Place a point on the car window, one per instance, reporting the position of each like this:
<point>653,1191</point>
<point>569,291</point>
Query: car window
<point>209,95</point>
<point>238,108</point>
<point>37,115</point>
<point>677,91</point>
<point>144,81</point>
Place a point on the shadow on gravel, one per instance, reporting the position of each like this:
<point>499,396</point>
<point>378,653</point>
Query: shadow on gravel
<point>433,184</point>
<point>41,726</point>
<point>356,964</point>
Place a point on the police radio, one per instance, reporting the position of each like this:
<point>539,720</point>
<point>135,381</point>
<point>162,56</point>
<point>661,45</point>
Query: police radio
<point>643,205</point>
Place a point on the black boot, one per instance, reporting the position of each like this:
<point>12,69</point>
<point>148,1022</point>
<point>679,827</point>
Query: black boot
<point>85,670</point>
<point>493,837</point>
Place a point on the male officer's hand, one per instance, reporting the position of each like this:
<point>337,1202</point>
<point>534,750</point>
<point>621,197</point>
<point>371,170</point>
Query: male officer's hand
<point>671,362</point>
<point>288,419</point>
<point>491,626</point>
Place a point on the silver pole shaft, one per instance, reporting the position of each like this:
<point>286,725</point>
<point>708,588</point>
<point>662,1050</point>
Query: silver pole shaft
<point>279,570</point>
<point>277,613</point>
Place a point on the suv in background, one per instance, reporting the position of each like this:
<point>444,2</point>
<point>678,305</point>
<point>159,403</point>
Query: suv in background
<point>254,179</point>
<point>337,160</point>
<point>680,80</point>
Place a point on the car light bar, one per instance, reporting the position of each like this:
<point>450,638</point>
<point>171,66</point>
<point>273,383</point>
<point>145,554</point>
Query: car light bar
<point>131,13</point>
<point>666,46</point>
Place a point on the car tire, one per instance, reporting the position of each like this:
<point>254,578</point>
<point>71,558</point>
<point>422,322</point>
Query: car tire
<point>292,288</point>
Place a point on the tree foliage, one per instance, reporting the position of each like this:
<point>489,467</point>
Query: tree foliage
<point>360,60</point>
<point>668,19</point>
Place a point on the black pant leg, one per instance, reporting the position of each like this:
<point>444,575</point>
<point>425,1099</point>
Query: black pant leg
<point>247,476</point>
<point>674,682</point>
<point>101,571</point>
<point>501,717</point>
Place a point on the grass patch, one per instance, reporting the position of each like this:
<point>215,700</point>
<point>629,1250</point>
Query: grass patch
::::
ABOUT THIS EXERCISE
Find every line in the data above that holds the string "like". Give the number of such lines and nothing else.

PROBLEM SOLUTION
12